(Phrase grounding data)

+===+

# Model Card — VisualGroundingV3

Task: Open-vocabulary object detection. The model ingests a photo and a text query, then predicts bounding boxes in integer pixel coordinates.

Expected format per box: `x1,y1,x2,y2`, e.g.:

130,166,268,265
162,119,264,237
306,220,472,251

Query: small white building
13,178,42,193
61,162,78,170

+===+

### PROBLEM TO SOLVE
Restate the records, all of them, precisely as written.

### THE ANSWER
# Model Card — VisualGroundingV3

Task: Open-vocabulary object detection. The model ingests a photo and a text query, then predicts bounding boxes in integer pixel coordinates.

Expected format per box: `x1,y1,x2,y2`, e.g.:

130,166,268,265
162,119,264,237
306,220,472,251

Query: small white building
13,178,42,193
61,162,78,170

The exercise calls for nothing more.